─── Dataset excerpts

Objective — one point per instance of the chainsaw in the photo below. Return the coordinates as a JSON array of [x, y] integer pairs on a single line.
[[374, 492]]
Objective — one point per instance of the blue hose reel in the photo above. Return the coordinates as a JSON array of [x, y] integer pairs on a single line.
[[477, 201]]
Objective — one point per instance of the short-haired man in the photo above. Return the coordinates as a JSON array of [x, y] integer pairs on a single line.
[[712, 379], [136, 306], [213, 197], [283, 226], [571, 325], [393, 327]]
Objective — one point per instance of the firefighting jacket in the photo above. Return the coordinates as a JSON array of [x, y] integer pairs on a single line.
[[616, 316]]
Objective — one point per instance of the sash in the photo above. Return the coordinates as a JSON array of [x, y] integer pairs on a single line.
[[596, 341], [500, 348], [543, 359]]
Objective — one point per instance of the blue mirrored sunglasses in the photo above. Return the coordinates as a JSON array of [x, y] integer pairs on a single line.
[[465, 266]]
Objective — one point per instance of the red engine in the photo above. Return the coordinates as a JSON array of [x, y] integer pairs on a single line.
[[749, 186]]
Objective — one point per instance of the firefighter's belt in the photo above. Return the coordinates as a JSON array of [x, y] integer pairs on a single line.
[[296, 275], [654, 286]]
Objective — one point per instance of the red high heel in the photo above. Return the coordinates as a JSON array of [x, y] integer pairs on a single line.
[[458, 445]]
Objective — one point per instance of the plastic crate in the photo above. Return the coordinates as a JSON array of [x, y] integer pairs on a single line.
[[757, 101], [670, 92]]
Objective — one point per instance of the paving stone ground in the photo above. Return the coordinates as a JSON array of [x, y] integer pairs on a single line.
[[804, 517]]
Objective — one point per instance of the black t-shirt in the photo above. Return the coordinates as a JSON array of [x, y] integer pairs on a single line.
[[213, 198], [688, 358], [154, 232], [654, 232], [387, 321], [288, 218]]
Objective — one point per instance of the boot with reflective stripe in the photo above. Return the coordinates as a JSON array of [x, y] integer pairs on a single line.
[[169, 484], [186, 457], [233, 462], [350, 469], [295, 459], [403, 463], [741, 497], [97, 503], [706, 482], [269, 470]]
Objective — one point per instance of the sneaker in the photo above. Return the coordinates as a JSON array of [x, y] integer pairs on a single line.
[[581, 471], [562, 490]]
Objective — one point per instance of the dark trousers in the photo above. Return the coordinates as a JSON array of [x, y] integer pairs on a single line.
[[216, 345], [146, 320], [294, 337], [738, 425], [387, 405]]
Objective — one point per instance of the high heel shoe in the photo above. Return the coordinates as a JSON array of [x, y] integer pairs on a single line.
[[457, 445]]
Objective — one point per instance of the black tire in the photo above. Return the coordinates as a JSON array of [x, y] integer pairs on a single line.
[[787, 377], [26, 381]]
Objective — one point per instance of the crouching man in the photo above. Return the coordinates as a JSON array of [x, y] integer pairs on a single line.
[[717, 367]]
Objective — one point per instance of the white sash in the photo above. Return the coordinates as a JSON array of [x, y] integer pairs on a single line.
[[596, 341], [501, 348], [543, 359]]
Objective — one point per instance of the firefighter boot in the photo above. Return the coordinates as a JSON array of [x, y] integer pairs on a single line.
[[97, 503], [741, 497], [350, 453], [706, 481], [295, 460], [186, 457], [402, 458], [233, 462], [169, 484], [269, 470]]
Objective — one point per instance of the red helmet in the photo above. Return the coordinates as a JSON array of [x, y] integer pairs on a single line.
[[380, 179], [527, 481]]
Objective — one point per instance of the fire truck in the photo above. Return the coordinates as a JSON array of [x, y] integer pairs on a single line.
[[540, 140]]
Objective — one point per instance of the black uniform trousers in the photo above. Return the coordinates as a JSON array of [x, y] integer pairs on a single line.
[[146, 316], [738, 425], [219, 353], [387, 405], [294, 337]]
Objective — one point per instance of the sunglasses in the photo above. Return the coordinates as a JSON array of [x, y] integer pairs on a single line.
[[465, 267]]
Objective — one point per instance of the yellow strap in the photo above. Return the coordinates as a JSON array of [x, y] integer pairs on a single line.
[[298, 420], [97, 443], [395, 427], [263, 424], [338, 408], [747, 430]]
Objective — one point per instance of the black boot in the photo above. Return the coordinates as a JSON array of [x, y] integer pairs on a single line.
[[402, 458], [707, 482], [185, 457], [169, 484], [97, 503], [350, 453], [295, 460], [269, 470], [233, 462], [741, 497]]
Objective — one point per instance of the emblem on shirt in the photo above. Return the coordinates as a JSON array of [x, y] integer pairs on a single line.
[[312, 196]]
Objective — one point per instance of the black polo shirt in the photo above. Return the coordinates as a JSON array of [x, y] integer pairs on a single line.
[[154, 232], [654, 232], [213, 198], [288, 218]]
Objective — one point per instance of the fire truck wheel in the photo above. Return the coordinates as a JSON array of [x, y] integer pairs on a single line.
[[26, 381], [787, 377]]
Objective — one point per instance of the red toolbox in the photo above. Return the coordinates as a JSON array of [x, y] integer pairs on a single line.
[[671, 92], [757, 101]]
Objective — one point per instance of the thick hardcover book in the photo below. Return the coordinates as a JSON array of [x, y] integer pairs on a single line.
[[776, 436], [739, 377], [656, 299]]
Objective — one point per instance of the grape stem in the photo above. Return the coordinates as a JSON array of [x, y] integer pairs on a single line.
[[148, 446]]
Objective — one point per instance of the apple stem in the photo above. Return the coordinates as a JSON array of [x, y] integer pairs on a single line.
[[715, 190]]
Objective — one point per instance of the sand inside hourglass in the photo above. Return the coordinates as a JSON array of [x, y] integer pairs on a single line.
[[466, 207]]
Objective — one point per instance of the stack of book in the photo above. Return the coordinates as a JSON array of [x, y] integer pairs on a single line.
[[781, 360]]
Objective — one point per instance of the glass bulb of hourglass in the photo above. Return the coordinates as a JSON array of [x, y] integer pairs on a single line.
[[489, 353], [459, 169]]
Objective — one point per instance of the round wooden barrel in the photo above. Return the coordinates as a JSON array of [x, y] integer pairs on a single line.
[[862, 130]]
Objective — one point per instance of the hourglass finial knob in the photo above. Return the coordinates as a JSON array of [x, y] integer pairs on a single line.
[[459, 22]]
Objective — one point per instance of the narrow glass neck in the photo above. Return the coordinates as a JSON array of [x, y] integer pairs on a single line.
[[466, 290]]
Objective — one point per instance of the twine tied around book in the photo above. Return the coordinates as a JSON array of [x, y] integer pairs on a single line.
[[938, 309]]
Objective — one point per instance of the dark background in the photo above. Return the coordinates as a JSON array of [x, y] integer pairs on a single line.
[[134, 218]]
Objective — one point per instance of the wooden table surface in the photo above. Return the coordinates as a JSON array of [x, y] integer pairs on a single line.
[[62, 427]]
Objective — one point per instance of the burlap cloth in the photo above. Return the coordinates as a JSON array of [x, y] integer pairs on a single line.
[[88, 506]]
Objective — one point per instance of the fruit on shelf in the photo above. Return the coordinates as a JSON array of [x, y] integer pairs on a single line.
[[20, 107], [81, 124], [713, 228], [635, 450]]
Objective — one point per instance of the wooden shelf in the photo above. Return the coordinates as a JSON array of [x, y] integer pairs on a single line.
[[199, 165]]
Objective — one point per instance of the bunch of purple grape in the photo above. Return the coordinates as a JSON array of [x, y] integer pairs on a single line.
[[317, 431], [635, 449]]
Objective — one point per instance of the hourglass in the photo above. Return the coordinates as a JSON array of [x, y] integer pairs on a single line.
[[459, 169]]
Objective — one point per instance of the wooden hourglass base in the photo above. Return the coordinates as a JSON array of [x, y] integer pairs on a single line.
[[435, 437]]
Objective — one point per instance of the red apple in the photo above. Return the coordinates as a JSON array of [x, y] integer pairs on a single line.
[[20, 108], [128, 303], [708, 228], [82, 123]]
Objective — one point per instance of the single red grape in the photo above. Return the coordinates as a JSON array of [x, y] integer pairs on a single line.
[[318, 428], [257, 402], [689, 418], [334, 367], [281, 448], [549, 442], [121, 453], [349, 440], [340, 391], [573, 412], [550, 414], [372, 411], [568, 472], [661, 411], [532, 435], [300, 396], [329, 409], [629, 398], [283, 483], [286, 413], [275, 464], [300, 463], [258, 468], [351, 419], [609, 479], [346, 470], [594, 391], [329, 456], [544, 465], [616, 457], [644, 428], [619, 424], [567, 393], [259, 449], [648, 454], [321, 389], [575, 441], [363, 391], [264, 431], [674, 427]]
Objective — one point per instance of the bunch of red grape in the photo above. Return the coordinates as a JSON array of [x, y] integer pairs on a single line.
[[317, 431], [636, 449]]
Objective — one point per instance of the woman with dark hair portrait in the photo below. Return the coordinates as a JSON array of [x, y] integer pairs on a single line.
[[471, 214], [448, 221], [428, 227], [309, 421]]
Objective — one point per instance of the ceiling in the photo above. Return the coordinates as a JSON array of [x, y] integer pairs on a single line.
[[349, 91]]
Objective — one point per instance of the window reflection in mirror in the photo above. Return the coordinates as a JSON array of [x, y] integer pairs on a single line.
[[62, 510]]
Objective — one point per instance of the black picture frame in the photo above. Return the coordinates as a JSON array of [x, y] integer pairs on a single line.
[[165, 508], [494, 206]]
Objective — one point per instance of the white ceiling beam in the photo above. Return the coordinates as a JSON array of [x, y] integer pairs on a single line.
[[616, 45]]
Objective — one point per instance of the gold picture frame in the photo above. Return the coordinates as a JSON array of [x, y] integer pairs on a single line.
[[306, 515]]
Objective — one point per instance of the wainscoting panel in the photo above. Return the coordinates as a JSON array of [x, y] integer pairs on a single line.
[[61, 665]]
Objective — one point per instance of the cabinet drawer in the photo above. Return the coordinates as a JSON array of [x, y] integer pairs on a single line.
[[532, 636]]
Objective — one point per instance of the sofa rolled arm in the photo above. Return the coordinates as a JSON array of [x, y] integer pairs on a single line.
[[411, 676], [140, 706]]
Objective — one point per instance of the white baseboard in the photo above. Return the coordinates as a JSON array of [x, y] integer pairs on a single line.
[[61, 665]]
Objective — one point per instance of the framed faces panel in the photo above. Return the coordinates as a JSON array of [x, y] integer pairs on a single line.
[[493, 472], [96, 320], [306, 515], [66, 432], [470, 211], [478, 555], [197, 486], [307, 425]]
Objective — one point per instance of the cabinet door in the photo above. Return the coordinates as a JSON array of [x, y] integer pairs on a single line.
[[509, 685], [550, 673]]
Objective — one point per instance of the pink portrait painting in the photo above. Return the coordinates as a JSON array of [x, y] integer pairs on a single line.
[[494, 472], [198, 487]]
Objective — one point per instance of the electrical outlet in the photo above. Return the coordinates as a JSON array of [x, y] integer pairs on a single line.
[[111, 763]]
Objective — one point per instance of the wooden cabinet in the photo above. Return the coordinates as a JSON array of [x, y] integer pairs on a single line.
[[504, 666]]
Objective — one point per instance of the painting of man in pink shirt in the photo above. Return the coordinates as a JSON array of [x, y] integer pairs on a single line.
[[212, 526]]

──────

> _What you should do_: Reproduce the lines starting at "Objective — one point per instance of the apple" and ending at "[[489, 353], [459, 169]]", renaming every "hourglass" to "sand timer" and leaving everything else unchanged. Give back only those lines.

> _Full solution_:
Objective — one point per instance of the apple stem in the photo above. Return the coordinates as a JSON array of [x, y] integer pairs on a single line.
[[715, 190]]
Objective — one point per instance of the sand inside sand timer in the photo above. Return the coordinates as a JSON array of [x, y] integer pairs on a single line.
[[466, 207]]
Objective — one point per instance of the stack of book in the photo above. Return the coordinates as a JSON array of [x, y] integer pairs on a single line.
[[781, 360]]
Objective — one point per instance of the glass bulb of sand timer in the photo above. Return the coordinates as a JSON array of [x, y] integer pairs on a single line.
[[489, 353], [459, 169]]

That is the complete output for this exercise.